WORK TO BE COMPLETED :: Tell how many lines of the data below have the string "this" in them. Say nothing more.

Stored records ::
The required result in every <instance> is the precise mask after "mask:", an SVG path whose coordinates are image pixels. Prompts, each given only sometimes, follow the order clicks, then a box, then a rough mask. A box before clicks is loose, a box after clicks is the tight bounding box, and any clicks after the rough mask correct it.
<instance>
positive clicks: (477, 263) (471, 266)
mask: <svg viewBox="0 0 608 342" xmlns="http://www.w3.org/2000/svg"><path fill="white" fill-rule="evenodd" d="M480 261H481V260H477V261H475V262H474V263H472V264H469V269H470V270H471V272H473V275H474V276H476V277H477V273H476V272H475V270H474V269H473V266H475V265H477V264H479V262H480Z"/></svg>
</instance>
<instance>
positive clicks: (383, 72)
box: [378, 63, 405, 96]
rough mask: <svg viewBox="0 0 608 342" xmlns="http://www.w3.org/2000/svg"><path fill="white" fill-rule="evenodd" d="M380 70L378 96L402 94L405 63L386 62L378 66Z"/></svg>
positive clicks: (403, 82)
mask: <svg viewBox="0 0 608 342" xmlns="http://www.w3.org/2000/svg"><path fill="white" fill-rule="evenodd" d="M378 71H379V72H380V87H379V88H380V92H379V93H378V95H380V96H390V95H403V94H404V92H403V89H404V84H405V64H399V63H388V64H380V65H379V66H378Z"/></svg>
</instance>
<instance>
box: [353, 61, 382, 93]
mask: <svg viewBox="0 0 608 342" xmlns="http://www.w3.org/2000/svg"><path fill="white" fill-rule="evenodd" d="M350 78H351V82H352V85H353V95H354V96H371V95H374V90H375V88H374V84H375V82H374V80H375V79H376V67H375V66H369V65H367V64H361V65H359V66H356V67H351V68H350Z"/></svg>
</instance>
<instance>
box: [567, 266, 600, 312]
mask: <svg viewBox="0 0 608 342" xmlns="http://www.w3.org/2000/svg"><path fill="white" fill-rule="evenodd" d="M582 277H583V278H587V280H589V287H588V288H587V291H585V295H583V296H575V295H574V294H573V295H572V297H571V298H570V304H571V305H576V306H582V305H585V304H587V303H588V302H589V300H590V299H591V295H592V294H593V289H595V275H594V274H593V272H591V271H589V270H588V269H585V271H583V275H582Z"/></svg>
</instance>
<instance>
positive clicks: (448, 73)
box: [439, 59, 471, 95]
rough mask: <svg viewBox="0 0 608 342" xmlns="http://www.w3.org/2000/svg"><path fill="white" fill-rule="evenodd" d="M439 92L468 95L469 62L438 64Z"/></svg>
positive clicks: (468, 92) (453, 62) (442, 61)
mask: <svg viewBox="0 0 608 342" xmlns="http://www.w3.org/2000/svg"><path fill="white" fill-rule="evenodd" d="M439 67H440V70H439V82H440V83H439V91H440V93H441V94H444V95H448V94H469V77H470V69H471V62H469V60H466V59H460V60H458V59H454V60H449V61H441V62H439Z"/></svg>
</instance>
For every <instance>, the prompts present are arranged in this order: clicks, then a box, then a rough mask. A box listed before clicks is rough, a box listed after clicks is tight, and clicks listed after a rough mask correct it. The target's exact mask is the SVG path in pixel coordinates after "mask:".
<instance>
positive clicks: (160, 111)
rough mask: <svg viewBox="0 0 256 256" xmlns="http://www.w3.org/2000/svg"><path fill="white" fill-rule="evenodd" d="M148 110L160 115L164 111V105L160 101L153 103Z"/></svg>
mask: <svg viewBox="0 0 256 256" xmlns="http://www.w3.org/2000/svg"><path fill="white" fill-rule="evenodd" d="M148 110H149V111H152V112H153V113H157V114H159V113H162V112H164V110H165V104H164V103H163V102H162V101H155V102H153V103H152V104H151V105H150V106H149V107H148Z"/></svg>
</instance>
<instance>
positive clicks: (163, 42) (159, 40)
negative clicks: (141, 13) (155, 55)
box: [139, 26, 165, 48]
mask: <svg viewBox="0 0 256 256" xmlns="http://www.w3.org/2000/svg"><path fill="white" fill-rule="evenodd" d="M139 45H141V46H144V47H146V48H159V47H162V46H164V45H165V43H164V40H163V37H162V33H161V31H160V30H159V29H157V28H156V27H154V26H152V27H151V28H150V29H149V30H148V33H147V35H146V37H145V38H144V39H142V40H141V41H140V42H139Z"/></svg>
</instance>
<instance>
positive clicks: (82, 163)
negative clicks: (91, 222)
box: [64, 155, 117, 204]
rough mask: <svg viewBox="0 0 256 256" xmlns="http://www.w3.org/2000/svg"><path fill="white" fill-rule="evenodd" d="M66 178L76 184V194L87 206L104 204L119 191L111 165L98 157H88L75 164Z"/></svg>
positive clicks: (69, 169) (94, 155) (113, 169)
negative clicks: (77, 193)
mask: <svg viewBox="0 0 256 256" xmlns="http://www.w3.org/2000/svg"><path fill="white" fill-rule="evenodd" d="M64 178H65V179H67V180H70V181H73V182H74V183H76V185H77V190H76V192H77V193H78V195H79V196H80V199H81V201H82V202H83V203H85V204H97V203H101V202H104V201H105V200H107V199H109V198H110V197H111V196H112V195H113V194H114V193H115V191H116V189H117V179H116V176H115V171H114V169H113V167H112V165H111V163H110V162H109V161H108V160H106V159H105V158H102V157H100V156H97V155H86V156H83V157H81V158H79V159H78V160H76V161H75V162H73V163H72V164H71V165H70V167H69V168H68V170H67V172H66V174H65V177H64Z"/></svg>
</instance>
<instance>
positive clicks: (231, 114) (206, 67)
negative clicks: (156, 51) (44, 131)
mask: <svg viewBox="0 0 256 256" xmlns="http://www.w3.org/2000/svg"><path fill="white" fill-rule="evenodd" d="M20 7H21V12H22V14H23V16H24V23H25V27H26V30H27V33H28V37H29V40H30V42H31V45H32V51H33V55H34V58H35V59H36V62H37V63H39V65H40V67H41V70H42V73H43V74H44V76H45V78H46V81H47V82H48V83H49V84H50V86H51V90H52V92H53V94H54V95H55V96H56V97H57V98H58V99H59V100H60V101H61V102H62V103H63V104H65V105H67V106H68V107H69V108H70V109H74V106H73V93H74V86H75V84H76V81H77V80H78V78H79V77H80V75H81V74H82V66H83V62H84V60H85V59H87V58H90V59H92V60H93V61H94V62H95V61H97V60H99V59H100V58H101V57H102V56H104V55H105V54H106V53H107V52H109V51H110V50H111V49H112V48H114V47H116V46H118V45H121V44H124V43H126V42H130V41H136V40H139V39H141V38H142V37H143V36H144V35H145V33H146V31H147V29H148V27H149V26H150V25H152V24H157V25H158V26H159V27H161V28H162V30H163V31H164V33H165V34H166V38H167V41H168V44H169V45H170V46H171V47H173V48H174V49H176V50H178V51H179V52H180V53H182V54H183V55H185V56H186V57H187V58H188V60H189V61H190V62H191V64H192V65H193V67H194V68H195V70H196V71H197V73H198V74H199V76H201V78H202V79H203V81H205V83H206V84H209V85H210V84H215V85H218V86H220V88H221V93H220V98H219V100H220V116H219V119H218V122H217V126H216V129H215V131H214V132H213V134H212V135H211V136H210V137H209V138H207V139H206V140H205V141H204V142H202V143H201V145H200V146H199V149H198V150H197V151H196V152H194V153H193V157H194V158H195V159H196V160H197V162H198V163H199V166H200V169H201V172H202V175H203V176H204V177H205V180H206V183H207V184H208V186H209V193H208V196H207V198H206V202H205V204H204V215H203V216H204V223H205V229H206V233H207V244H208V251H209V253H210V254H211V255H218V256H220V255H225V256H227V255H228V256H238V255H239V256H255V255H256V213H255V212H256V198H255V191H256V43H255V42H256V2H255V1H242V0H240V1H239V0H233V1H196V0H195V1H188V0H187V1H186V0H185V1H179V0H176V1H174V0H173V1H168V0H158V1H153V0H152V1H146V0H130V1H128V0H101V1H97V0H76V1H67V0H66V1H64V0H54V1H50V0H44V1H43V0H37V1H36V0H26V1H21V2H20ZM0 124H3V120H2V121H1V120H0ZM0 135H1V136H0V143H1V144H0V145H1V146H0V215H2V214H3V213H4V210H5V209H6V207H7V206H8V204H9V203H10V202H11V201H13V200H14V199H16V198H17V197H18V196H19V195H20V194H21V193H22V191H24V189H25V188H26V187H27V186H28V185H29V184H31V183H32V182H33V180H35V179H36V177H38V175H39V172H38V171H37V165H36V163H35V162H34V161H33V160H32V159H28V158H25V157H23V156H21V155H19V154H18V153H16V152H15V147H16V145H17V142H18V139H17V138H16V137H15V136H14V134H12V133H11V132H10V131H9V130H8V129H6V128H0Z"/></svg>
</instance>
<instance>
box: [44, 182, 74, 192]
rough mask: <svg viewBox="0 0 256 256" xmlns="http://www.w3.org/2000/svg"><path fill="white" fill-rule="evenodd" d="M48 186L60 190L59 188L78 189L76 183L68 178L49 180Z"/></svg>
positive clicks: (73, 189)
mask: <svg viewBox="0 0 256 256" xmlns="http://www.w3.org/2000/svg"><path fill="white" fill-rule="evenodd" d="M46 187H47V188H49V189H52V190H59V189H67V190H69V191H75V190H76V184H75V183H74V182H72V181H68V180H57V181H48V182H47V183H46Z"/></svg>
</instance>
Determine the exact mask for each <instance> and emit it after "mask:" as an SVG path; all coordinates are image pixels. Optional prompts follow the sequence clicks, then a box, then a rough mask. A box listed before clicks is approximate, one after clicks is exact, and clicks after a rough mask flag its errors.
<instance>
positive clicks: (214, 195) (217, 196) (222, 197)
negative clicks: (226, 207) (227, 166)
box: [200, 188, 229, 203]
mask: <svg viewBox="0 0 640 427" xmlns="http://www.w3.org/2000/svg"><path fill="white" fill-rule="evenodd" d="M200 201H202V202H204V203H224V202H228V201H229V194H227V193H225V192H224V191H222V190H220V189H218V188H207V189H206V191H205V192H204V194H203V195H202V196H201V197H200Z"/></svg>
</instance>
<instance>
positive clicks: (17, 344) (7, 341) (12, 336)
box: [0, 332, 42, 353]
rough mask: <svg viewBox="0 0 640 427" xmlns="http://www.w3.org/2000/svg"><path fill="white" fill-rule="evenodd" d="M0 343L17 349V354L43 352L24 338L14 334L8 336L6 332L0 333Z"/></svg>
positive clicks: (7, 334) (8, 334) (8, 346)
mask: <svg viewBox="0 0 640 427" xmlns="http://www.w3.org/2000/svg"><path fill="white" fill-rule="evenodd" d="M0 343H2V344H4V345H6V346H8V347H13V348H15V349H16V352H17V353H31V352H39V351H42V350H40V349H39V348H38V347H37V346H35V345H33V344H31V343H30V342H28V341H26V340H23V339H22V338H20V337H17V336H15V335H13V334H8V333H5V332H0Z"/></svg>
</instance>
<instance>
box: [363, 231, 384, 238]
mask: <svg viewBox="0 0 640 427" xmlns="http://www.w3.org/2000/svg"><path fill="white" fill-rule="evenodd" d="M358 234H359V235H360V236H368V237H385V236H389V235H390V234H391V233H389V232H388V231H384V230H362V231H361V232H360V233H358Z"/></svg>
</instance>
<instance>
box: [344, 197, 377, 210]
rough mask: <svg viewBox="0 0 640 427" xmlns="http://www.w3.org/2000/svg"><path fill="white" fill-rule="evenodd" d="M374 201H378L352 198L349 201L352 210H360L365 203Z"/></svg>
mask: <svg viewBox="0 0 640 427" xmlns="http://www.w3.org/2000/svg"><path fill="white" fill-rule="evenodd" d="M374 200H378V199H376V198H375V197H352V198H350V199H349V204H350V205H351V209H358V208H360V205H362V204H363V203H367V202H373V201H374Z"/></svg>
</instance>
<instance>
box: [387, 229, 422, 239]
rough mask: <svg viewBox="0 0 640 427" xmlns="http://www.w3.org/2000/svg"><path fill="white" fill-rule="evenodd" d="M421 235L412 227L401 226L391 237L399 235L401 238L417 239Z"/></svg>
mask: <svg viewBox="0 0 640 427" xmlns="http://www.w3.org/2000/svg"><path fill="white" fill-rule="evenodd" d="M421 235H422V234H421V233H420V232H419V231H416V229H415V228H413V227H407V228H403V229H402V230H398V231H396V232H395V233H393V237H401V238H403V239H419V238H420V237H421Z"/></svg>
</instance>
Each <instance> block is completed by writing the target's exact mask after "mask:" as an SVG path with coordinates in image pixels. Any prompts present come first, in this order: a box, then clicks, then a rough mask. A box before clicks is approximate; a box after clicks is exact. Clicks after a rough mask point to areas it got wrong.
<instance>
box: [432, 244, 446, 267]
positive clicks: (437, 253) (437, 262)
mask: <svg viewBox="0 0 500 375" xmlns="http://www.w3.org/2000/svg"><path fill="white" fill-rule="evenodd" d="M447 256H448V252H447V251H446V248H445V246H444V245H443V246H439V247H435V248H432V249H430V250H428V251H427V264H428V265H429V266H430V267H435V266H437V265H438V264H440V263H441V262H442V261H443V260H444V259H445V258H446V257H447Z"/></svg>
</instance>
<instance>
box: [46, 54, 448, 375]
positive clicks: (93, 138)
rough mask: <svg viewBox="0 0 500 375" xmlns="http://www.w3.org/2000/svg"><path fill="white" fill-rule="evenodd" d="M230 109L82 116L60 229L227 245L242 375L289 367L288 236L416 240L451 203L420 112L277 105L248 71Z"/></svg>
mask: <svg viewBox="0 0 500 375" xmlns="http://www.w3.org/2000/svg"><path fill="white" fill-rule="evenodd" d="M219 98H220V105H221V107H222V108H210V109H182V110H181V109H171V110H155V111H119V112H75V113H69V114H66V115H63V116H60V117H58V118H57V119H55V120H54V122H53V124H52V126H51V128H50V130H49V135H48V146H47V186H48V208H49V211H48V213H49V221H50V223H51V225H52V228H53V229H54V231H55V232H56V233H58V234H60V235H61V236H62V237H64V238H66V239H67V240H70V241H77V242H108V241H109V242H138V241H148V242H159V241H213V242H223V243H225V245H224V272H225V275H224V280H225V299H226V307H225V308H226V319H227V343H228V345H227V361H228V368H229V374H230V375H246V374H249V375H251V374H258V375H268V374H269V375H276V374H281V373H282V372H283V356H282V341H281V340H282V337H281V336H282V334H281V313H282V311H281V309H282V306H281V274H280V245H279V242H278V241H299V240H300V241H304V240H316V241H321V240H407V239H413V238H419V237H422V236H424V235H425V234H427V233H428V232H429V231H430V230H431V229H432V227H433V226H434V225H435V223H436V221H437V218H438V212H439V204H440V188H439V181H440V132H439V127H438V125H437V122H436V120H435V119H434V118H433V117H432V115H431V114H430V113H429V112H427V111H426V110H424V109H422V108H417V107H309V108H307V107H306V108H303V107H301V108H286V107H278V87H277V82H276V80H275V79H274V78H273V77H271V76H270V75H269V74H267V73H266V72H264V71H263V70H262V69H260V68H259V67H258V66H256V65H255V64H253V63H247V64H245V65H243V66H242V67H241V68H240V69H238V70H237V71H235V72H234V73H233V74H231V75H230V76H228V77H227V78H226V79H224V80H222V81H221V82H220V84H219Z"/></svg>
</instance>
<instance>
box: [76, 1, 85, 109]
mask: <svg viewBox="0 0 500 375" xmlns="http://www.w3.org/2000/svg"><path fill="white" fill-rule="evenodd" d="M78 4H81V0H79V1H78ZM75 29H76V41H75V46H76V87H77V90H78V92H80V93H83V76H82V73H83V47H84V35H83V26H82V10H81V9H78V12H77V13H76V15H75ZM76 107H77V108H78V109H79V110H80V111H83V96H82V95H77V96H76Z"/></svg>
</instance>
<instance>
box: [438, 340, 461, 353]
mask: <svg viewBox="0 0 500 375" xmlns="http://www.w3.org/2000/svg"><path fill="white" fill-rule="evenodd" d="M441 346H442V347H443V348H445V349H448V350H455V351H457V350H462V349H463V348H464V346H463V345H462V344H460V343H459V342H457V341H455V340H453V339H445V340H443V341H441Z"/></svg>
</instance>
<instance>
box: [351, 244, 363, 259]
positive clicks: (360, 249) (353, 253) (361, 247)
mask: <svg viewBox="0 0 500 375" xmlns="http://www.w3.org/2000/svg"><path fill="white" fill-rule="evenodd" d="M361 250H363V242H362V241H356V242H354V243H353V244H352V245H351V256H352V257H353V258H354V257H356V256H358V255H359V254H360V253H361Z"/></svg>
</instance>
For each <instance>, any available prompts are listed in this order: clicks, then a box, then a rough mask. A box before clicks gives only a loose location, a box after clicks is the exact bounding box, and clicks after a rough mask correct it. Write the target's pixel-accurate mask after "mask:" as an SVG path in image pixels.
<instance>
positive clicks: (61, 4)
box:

WRITTEN SOLUTION :: 3